Roasted eggplant is a quick and easy side dish. The olive oil gives a nice caramelized flavor. Within 30 minutes you will have perfectly tender bites of eggplant.
This is one of my go to side dishes because it is so quick and easy to make. I find that I need just a little taste every few seconds once they have come out of the oven Lo and behold 5 minutes later and I almost don’t have enough for dinner. As a matter of fact I had to stop myself so I had enough to take a photograph for you to see!
Roasted eggplant, yes please!
Eggplant is one of those vegetables that you see at the store and either are ignored or have no clue how to prepare or what to do with them. This is a great use for them and what is even better is that you can use all kinds of eggplant.
There are many different varieties of eggplant and some of the more common ones are Chinese, Fairy Tale, Globe/American, Graffiti, Japanese, Indian, Italian, Thai. While there are still quite a few more around these are the ones you will tend to find a little bit more easily or grown. I grow Japanese and Fairy Tale egglpant.
The best wat to tell that an eggplant is fresh is that the skin is shiny, the fruit is firm, and it feels heavier than you would expect it to for its size. Eggplants will start to dry out from the inside before the skin starts to really look wrinkled and the weight is a good indicator. This will still be a reasonably light fruit so don’t expect something to be as heavy as a melon.

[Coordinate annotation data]
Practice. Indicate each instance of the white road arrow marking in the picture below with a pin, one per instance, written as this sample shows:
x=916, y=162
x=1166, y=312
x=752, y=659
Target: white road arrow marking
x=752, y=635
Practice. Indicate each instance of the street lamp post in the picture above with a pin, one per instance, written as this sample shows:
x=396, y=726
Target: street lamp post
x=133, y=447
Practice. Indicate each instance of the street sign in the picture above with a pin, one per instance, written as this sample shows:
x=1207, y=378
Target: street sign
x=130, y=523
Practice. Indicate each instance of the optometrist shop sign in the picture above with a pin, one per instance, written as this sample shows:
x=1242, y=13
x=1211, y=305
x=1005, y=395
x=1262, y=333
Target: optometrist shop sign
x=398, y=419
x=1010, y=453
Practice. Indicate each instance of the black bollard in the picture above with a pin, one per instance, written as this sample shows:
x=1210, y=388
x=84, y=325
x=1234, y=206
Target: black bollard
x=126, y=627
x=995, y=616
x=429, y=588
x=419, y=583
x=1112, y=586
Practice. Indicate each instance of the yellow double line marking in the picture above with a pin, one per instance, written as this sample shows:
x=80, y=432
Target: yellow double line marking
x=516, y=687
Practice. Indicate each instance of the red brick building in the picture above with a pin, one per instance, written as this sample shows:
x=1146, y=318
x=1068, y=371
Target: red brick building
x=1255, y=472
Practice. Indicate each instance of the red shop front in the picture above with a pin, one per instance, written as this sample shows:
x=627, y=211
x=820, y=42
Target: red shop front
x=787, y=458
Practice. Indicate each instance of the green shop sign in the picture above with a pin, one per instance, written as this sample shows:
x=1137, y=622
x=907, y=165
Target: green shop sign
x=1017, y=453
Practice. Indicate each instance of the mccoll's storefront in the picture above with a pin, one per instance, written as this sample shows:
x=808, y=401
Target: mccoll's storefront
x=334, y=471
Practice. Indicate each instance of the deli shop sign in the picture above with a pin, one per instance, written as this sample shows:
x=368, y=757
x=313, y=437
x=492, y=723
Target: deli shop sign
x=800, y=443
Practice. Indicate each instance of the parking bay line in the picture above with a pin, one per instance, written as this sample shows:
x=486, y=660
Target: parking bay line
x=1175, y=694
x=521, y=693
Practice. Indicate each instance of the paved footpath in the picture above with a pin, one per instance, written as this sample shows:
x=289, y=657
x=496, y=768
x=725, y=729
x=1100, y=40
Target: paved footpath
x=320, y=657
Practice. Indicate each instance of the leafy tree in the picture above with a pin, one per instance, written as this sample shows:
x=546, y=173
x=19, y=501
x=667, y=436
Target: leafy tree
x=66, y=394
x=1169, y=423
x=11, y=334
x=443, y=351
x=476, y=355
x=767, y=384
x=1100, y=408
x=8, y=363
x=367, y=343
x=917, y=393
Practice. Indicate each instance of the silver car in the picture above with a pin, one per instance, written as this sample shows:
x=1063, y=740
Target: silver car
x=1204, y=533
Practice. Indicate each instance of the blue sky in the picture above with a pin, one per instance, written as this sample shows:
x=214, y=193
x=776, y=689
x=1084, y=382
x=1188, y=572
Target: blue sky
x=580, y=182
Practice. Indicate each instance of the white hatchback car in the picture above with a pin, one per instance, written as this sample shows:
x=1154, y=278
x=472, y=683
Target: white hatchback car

Aim of the task —
Please continue the roasted eggplant article above, not the data, picking up right after its last sentence.

Response to the exercise —
Why so much oil?
These fruits contain quite a bit of water even though once sliced they look rather dry. It is important to leave the skin of the eggplant on while cooking to add some stability. If the skin is removed they will turn almost to mush. Another way to combat this is to use a very hot oven and a lot of oil. By using the oil it will cause that lovely caramelization. However there will be a lot of oil. If not enough is used the caramelization will not happen and the eggplant will become mush.
Looking for other vegetable sides?
Simple Caramelized Roasted Eggplant
- Lined sheet pan
- 1½ lbs eggplant cubed
- 1 tbsp thyme fresh
- 3 tbsp olive oil
- 1 tbsp pepper
- 1 tsp salt
- Preheat the oven to 450°F or gas mark 8.
- In a large bowl mix the oil, garlic, salt, pepper, and thyme. Add the eggplant and toss to coat evenly. Make sure all sides are coated.
- Spread the eggplant over the lined sheet pan and bake for 25 minutes. Halfway through baking turn the eggplant to expose non-caramelized sides.
- Serve while piping hot.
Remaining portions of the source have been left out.